#### Given request
Print every item below line for line, with no changes, and leave the pictures out of the output.

#### Supplied information
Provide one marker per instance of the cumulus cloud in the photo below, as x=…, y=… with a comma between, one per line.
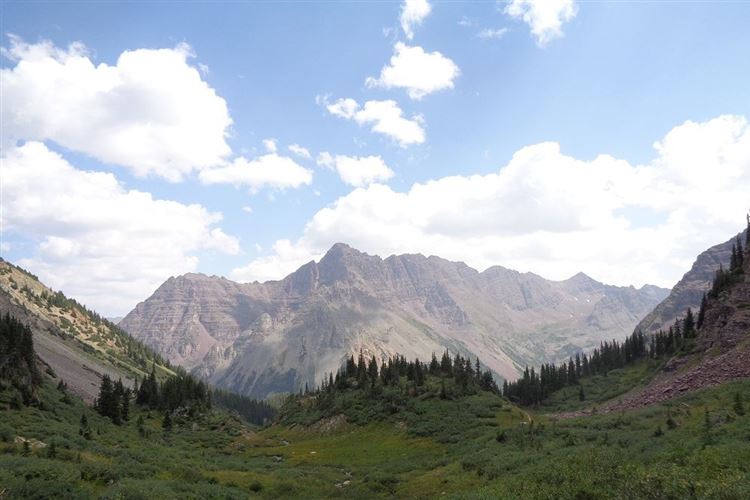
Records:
x=544, y=17
x=419, y=72
x=270, y=145
x=386, y=118
x=269, y=170
x=413, y=12
x=151, y=112
x=492, y=34
x=357, y=171
x=285, y=256
x=300, y=151
x=107, y=246
x=553, y=214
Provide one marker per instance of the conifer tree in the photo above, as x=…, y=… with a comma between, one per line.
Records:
x=689, y=325
x=166, y=424
x=739, y=407
x=84, y=429
x=702, y=312
x=740, y=254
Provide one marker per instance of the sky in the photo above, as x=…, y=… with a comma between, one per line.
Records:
x=143, y=140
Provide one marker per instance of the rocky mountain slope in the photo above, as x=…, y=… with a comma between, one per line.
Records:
x=720, y=352
x=264, y=338
x=690, y=289
x=76, y=344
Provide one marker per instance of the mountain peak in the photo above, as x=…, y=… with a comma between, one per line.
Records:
x=582, y=278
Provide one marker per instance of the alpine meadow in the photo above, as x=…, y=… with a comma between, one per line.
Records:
x=406, y=249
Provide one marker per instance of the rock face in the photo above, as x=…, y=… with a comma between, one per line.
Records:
x=78, y=347
x=689, y=291
x=720, y=353
x=259, y=339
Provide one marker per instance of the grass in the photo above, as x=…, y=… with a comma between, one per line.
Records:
x=478, y=446
x=601, y=388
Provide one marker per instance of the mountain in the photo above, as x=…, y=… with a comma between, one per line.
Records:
x=263, y=338
x=689, y=291
x=77, y=345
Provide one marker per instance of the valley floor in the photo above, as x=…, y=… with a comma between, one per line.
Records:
x=480, y=446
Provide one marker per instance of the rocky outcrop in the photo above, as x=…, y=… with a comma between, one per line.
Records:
x=719, y=354
x=263, y=338
x=690, y=289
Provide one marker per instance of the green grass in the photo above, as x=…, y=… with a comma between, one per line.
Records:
x=601, y=388
x=478, y=446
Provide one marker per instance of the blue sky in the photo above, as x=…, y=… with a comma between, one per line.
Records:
x=510, y=169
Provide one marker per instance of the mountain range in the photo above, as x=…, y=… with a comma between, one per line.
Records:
x=264, y=338
x=689, y=291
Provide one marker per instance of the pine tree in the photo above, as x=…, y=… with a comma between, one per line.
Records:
x=702, y=312
x=166, y=424
x=740, y=254
x=706, y=428
x=739, y=407
x=689, y=325
x=84, y=429
x=125, y=404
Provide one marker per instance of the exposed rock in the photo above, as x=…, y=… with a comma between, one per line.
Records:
x=721, y=352
x=260, y=339
x=689, y=291
x=73, y=344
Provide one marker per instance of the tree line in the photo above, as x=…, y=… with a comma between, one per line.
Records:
x=18, y=366
x=534, y=387
x=369, y=375
x=180, y=391
x=725, y=278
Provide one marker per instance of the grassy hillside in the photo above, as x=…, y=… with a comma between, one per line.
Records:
x=475, y=446
x=79, y=345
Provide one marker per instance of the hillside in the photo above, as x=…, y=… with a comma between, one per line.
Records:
x=705, y=348
x=259, y=339
x=78, y=345
x=475, y=445
x=690, y=289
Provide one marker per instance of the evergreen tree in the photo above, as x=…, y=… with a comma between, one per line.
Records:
x=702, y=312
x=140, y=425
x=689, y=325
x=740, y=254
x=166, y=423
x=739, y=407
x=84, y=429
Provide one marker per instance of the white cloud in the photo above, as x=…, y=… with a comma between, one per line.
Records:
x=150, y=112
x=107, y=246
x=300, y=151
x=357, y=171
x=465, y=22
x=270, y=145
x=386, y=118
x=552, y=214
x=544, y=17
x=285, y=256
x=413, y=12
x=492, y=34
x=269, y=170
x=419, y=72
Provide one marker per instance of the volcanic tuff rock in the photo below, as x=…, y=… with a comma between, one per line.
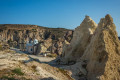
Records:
x=81, y=38
x=103, y=52
x=18, y=33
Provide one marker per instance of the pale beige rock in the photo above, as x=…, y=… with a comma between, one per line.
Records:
x=103, y=52
x=81, y=38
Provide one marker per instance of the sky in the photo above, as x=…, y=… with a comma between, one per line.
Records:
x=58, y=13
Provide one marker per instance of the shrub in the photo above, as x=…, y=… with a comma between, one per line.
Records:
x=18, y=71
x=8, y=78
x=1, y=47
x=52, y=55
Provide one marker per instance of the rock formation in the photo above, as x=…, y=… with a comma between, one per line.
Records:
x=81, y=38
x=103, y=52
x=17, y=35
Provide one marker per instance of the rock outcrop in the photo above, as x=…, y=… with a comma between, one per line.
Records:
x=17, y=35
x=103, y=52
x=81, y=38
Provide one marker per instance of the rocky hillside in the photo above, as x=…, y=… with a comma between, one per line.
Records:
x=100, y=58
x=15, y=66
x=81, y=39
x=51, y=38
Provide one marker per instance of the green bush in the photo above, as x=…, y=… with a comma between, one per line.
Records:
x=8, y=78
x=1, y=47
x=18, y=71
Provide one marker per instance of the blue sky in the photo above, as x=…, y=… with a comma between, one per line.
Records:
x=57, y=13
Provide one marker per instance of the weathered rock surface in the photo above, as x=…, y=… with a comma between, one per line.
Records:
x=103, y=52
x=18, y=35
x=31, y=67
x=81, y=38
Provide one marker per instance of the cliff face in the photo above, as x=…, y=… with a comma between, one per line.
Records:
x=81, y=38
x=103, y=52
x=17, y=34
x=100, y=57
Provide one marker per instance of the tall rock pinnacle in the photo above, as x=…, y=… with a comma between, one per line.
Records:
x=81, y=38
x=103, y=52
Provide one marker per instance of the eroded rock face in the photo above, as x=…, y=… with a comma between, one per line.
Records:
x=81, y=38
x=103, y=52
x=49, y=37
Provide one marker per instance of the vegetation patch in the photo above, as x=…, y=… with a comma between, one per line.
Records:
x=65, y=73
x=1, y=47
x=18, y=71
x=8, y=78
x=52, y=55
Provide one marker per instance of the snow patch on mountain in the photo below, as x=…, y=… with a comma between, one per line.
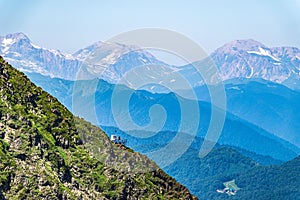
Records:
x=264, y=52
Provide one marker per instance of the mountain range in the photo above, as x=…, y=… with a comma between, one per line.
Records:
x=261, y=125
x=47, y=153
x=110, y=61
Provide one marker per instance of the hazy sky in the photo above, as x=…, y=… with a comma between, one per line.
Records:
x=69, y=25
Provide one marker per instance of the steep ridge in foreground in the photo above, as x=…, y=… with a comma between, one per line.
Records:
x=48, y=153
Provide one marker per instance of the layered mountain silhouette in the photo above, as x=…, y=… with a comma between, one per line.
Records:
x=261, y=127
x=48, y=153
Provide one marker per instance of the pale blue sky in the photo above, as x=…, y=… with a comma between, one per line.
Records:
x=69, y=25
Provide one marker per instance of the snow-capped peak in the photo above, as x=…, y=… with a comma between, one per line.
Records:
x=264, y=52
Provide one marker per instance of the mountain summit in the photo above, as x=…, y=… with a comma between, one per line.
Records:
x=251, y=59
x=48, y=153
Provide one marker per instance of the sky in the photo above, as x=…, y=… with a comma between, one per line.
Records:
x=69, y=25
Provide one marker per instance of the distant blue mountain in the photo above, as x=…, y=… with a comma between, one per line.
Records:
x=110, y=61
x=236, y=132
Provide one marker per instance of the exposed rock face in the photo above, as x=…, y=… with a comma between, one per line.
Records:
x=48, y=153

#### Solution for this task
Provide one marker per instance of the cumulus cloud in the photo below, as x=…, y=… with a comma between, one per line.
Records:
x=544, y=17
x=419, y=72
x=270, y=145
x=386, y=118
x=269, y=170
x=413, y=12
x=151, y=112
x=492, y=34
x=357, y=171
x=285, y=256
x=300, y=151
x=107, y=246
x=553, y=214
Provide one marker per instance of the conifer tree in the photo above, as x=…, y=… with a comma between, one per line.
Records:
x=689, y=325
x=166, y=424
x=739, y=407
x=84, y=429
x=702, y=312
x=740, y=254
Provide one marker per instance of the sky in the photo above, as x=…, y=… with a comma between, one per line.
Records:
x=143, y=140
Provide one marker per instance of the rocky mountain slope in the photo above, as x=…, y=… with a comma between, one per line.
Records:
x=720, y=352
x=264, y=338
x=690, y=289
x=76, y=344
Provide one marker per instance of the mountain peak in the photo above, as x=…, y=… with a comma between, one per line.
Records:
x=582, y=278
Provide one marker per instance of the alpine meadow in the photo above, as x=…, y=… with a comma between, one per line.
Records:
x=406, y=249
Provide one marker per instance of the rock face in the photo above, as x=…, y=… with a comma between, one per line.
Records:
x=78, y=347
x=689, y=291
x=720, y=353
x=259, y=339
Provide one marker per instance of the grass in the photo above, as x=…, y=… with a comma between, one per line.
Records:
x=478, y=446
x=601, y=388
Provide one marker per instance of the mountain in the photo above, as x=…, y=… with a comma between, one per line.
Records:
x=263, y=338
x=689, y=291
x=77, y=345
Provide one marker per instance of the valley floor in the photo above, as x=…, y=… with a comma between, one per line.
Records:
x=480, y=446
Provide one marker per instance of the rocky outcrop in the photo above, as x=…, y=… with a comma between, one per line.
Records:
x=719, y=354
x=263, y=338
x=690, y=289
Provide one marker per instance of the green grass in the photo above, as x=…, y=… with a comma between, one per line.
Records:
x=601, y=388
x=478, y=446
Provide one marker per instance of the blue sky in the photo above, as x=…, y=… with a comma between, one per line.
Records:
x=510, y=169
Provide one marker per instance of the mountain range in the photo above, as x=…, y=… with a comma between, one per line.
Records:
x=264, y=338
x=689, y=291
Provide one marker per instance of the pine tree in the photo above, as x=…, y=… with a comma between, one per line.
Records:
x=702, y=312
x=166, y=424
x=740, y=254
x=706, y=428
x=739, y=407
x=689, y=325
x=84, y=429
x=125, y=404
Provide one marker per instance of the exposed rock in the photo above, as x=…, y=… with a comma between, one per line.
Records:
x=721, y=352
x=260, y=339
x=689, y=291
x=73, y=344
Provide one marker per instance of the tree line in the photo above, as x=…, y=… with a comma between, one per line.
Records:
x=18, y=366
x=534, y=387
x=369, y=375
x=180, y=391
x=725, y=278
Provide one marker per instance of the grassy hillside in the photo above, as x=…, y=… with a comma between, one per line.
Records:
x=475, y=446
x=79, y=345
Provide one marker per instance of the hillside in the photo above, as x=…, y=… with a comma between, one per line.
Records:
x=705, y=348
x=259, y=339
x=78, y=345
x=475, y=445
x=690, y=289
Provide one marker per instance of the evergreen tree in the photo above, as x=…, y=… with a comma between, one per line.
Records:
x=702, y=312
x=140, y=425
x=689, y=325
x=740, y=254
x=166, y=423
x=739, y=407
x=84, y=429
Provide one marker per instance of the white cloud in the photo above, as x=…, y=… with a comma between, one per line.
Records:
x=150, y=112
x=107, y=246
x=300, y=151
x=357, y=171
x=465, y=22
x=270, y=145
x=386, y=118
x=552, y=214
x=544, y=17
x=285, y=256
x=413, y=12
x=492, y=34
x=269, y=170
x=419, y=72
Provide one marker per instance of the volcanic tuff rock in the photo below, as x=…, y=… with a comma between, one per line.
Records:
x=81, y=38
x=103, y=52
x=18, y=33
Provide one marker per instance of the pale beige rock in the photo above, as x=…, y=… with a comma between, one per line.
Records:
x=103, y=52
x=81, y=38
Provide one marker per instance of the sky in the photo above, as x=…, y=… with a comma between, one per line.
Records:
x=58, y=13
Provide one marker per instance of the shrub in the photo above, as x=…, y=… with a comma between, one per line.
Records:
x=18, y=71
x=8, y=78
x=1, y=47
x=52, y=55
Provide one marker per instance of the rock formation in the photo above, as x=…, y=… with a comma between, one per line.
Records:
x=81, y=38
x=103, y=52
x=17, y=35
Provide one marker per instance of the rock outcrop in the photo above, as x=…, y=… with a comma between, one per line.
Records:
x=17, y=35
x=103, y=52
x=81, y=38
Provide one marker per instance of the rocky hillside in the photo above, as x=…, y=… with a comma between, one per line.
Records:
x=100, y=58
x=15, y=66
x=81, y=39
x=51, y=38
Provide one marker per instance of the green bush in the photo above, as x=…, y=… with a comma between, one per line.
Records:
x=8, y=78
x=1, y=47
x=18, y=71
Provide one marker per instance of the blue sky in the photo above, as x=…, y=… with a comma between, one per line.
Records:
x=57, y=13
Provide one marker per instance of the weathered rock surface in the photo above, as x=…, y=… with a comma between, one per line.
Records:
x=103, y=52
x=18, y=35
x=31, y=67
x=81, y=38
Provide one marker per instance of the cliff face in the photo above, as x=…, y=… with a comma between, one per line.
Records:
x=81, y=38
x=103, y=52
x=17, y=34
x=100, y=57
Provide one marker per instance of the tall rock pinnacle in the photo above, as x=…, y=… with a comma between, one per line.
Records:
x=81, y=38
x=103, y=52
Provide one marker per instance of the eroded rock face in the photo above, as x=…, y=… with a comma between, one per line.
Records:
x=81, y=38
x=103, y=52
x=49, y=37
Provide one marker per instance of the vegetation patch in the photo above, as x=…, y=… with a comma between, one per line.
Records:
x=65, y=73
x=1, y=47
x=18, y=71
x=8, y=78
x=52, y=55
Provide one marker per instance of the snow patch on mountain in the photo below, as x=…, y=… with a comma between, one per line.
Records:
x=264, y=52
Provide one marker per instance of the mountain range in the photo above, as x=…, y=… with a comma between, one per line.
Records:
x=261, y=125
x=47, y=153
x=110, y=61
Provide one marker per instance of the hazy sky in the photo above, as x=…, y=… with a comma between, one per line.
Records:
x=69, y=25
Provide one marker per instance of the steep ridge in foreground in the photo above, as x=…, y=… with a comma between, one per line.
Records:
x=48, y=153
Provide one marker per instance of the layered mountain silhouette in the photo above, as x=…, y=… with a comma between, one per line.
Records:
x=261, y=127
x=48, y=153
Provide one marker per instance of the pale blue sky in the photo above, as x=…, y=… with a comma between, one per line.
Records:
x=69, y=25
Provide one marker per instance of the snow-capped peak in the photo above, as x=…, y=… with a comma between, one per line.
Records:
x=264, y=52
Provide one marker per instance of the mountain summit in the photo above, as x=…, y=… with a comma between, one per line.
Records:
x=251, y=59
x=48, y=153
Provide one marker per instance of the sky in the photo above, as x=…, y=… with a comma between, one per line.
Records:
x=69, y=25
Provide one marker per instance of the distant blue mountain in the photo above, as x=…, y=… with a comma between, one per line.
Records:
x=110, y=61
x=236, y=132
Provide one marker per instance of the exposed rock face in the photo above, as x=…, y=… with a comma between, one per line.
Records:
x=48, y=153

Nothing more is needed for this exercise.